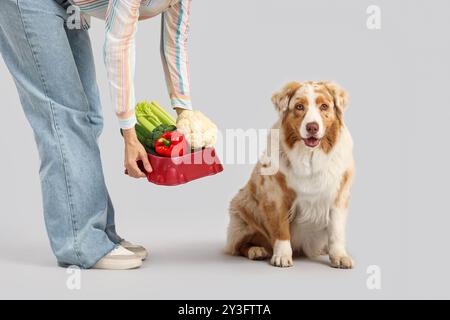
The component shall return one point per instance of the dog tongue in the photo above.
(312, 142)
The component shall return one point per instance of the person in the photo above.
(53, 69)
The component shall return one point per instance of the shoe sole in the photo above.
(117, 264)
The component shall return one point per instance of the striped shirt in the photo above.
(121, 20)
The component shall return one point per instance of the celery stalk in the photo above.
(146, 123)
(162, 114)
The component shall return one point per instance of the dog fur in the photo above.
(303, 207)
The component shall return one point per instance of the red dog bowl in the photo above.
(180, 170)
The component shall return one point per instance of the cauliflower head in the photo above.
(198, 130)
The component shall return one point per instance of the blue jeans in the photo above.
(54, 72)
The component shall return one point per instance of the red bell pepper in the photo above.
(171, 144)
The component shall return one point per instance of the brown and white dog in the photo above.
(303, 207)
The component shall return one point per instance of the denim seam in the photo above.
(60, 144)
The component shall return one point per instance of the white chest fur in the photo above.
(316, 177)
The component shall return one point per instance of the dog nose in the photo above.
(312, 127)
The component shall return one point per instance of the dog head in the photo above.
(311, 113)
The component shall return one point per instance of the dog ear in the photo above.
(340, 96)
(282, 98)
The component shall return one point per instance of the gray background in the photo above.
(242, 51)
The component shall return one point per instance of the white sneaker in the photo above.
(119, 259)
(136, 249)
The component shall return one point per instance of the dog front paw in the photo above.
(342, 262)
(282, 254)
(282, 261)
(257, 253)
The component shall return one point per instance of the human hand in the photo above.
(134, 152)
(198, 130)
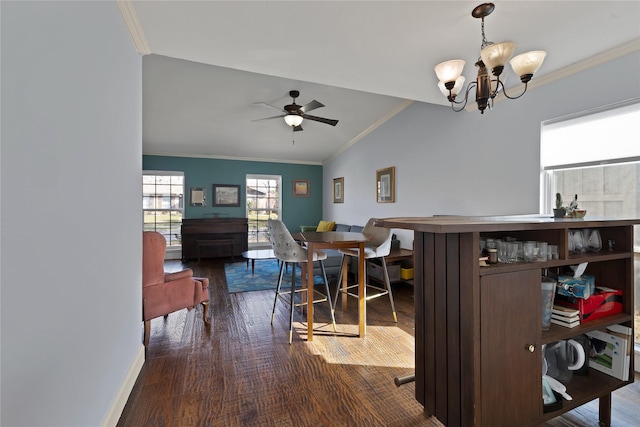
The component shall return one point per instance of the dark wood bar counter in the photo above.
(478, 329)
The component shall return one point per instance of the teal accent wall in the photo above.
(204, 172)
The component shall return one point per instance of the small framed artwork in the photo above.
(226, 195)
(386, 185)
(338, 190)
(198, 196)
(301, 188)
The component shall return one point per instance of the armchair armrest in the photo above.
(170, 277)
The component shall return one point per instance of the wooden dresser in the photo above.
(214, 237)
(478, 329)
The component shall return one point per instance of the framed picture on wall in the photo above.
(198, 196)
(386, 185)
(226, 195)
(338, 190)
(301, 188)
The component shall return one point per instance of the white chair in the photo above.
(378, 247)
(287, 250)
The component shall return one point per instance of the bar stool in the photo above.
(287, 250)
(377, 248)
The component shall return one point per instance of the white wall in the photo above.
(71, 242)
(467, 163)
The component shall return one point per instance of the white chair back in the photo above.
(380, 243)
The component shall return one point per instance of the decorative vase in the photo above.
(559, 213)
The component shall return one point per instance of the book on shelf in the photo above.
(566, 324)
(611, 351)
(565, 311)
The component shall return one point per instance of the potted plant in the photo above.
(559, 211)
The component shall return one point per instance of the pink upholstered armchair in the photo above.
(164, 293)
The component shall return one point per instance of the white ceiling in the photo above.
(365, 60)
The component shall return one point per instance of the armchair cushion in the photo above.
(164, 293)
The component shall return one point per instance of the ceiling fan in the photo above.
(293, 114)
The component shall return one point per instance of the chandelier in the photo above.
(493, 56)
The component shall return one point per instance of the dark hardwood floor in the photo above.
(241, 370)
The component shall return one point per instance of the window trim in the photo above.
(176, 247)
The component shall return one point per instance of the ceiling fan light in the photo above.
(497, 54)
(528, 62)
(456, 87)
(449, 71)
(293, 120)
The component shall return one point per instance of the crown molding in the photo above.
(242, 159)
(132, 23)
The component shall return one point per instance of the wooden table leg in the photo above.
(345, 270)
(310, 292)
(303, 280)
(605, 410)
(362, 293)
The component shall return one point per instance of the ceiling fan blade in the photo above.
(321, 119)
(311, 106)
(268, 118)
(264, 104)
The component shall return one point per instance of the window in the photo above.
(264, 201)
(163, 204)
(596, 155)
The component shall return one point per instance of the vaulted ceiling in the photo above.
(207, 64)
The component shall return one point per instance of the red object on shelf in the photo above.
(604, 302)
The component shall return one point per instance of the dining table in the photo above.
(316, 241)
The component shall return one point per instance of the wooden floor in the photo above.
(241, 371)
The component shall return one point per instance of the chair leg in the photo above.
(387, 283)
(147, 332)
(339, 284)
(293, 296)
(326, 288)
(273, 312)
(205, 310)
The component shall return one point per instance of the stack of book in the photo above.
(564, 316)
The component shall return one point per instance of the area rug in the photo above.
(239, 278)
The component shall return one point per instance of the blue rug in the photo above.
(239, 277)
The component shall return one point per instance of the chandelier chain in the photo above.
(485, 42)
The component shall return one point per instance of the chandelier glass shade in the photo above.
(493, 58)
(293, 120)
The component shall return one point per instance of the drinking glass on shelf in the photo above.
(529, 251)
(578, 242)
(502, 251)
(542, 251)
(594, 244)
(512, 252)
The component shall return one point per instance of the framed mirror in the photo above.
(198, 196)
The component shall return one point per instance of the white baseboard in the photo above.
(117, 406)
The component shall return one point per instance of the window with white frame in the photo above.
(264, 201)
(596, 156)
(163, 204)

....................

REQUIREMENT:
From the first line to the last, please copy the data exactly, with the pictures left out.

RESULT:
The component shall return one point per instance of the dog tongue in the photo above.
(312, 142)
The component shall return one point per instance of the person in the photo above.
(53, 69)
The component shall return one point per instance of the shoe sole in the photo above.
(117, 264)
The component shall return one point per instance of the striped shirt in the photo above.
(121, 20)
The component shall return one point per instance of the celery stalk in the photo above.
(146, 123)
(162, 114)
The component shall return one point per instance of the dog fur in the photo above.
(303, 207)
The component shall return one point per instance of the red dog bowl in the photo above.
(180, 170)
The component shall return one point per instance of the cauliflower head in the photo above.
(198, 130)
The component shall return one point per instance of the blue jeans in the photo above.
(54, 72)
The component shall return one point per instance of the red bell pepper in the photo above.
(171, 144)
The component shall return one point per instance of the brown and white dog in the photo above.
(303, 207)
The component shall return one point per instance of the denim seam in the photo above.
(60, 144)
The component shall return one point per instance of the white chest fur in the photo above.
(316, 177)
The component shall return one point per instance of the dog nose in the photo above.
(312, 127)
The component shall return one point per instance of the dog head in the photo above.
(311, 113)
The component shall return one point per instance of the dog ear in the photo above.
(340, 96)
(282, 98)
The component shall return one point per instance of the gray background in the photo above.
(242, 51)
The component shall return one point per instance of the white sneaker in the photo above.
(119, 259)
(136, 249)
The component shall return one point per instance of the dog front paw in the photo above.
(342, 262)
(282, 254)
(282, 261)
(257, 253)
The component shall return one point per instance of the human hand in the photo above.
(134, 152)
(198, 130)
The component shall return one point per instance of the dark wood bar counter in the photo above.
(478, 329)
The component shall return one point per instance of the teal accent wall in the photo above.
(204, 172)
The component shall return one point per instance of the small framed artwork in the photo above.
(226, 195)
(386, 185)
(338, 190)
(198, 196)
(301, 188)
The component shall return one point per instance of the armchair armrest in the photo above.
(170, 277)
The component shall return one point per instance of the wooden dresser in the photo above.
(214, 237)
(478, 329)
The component shall return one point per instance of the framed picture on wall in the photo above.
(198, 196)
(386, 185)
(226, 195)
(338, 190)
(301, 188)
The component shall return one point per instance of the white chair in the photo above.
(378, 247)
(287, 250)
The component shall return one point per instance of the bar stool in the photo above.
(287, 250)
(377, 248)
The component shall return one point per instance of the white wall in the photo above.
(71, 242)
(467, 163)
The component shall return one point per instance of the white chair back in the photo above.
(380, 243)
The component shall return one point per instance of the decorative vase in the photo above.
(559, 213)
The component shall return one point per instance of the book on shelf in the photo above.
(566, 324)
(611, 351)
(565, 311)
The component shall return one point per instance of the potted plant in the photo above.
(559, 211)
The component shall return one point per instance of the pink upholstered armchair in the photo above.
(164, 293)
The component shall return one point per instance of the white ceiling in the photo above.
(365, 60)
The component shall return one point per instance of the armchair cushion in the photo above.
(164, 293)
The component shall return one point per instance of the ceiling fan in the photo above.
(293, 114)
The component shall return one point per instance of the chandelier in the photo above.
(493, 56)
The component shall return one point per instance of the dark hardwood floor in the photo above.
(241, 370)
The component shall return one point per instance of the window trim in the photo above.
(176, 247)
The component shall return one point per instance of the ceiling fan light in the photo above.
(497, 54)
(528, 62)
(456, 87)
(449, 71)
(293, 120)
The component shall return one point per instance of the crown molding in the photo above.
(242, 159)
(132, 23)
The component shall return one point per instance of the wooden table leg in the photo above.
(345, 270)
(310, 292)
(303, 280)
(605, 410)
(362, 293)
The component shall return one point per instance of the ceiling fan blade in the photo above.
(321, 119)
(311, 106)
(268, 118)
(264, 104)
The component shall return one point per instance of the window in the photo above.
(264, 201)
(163, 204)
(596, 155)
The component shall return one point per instance of the vaulted ceiling in the photo above.
(207, 64)
The component shall return one point per instance of the red object on shelf in the photo above.
(604, 302)
The component shall return one point per instance of the dining table in the photo above.
(316, 241)
The component shall return one point per instance of the wooden floor in the photo above.
(241, 371)
The component shall return one point per instance of the chair leg in the photo above.
(387, 283)
(147, 332)
(339, 284)
(293, 296)
(326, 288)
(273, 312)
(205, 310)
The component shall return one point per instance of the stack of book in the photo above.
(564, 316)
The component shall return one point per instance of the area rug in the photo above.
(239, 278)
The component shall return one point per instance of the blue rug in the photo above.
(239, 277)
The component shall return one point per instance of the chandelier chain in the photo above.
(485, 42)
The component shall return one point per instance of the chandelier glass shade in the photo above.
(493, 58)
(293, 120)
The component shall return one point per instance of the drinking glass on shelf in the photo above.
(529, 251)
(578, 242)
(502, 251)
(542, 251)
(594, 244)
(512, 252)
The component shall return one point per instance of the framed mirror in the photo above.
(198, 196)
The component shall return one point per instance of the white baseboard in the photo above.
(117, 406)
The component shall return one point per instance of the window with white frame in the photo above.
(264, 201)
(596, 156)
(163, 204)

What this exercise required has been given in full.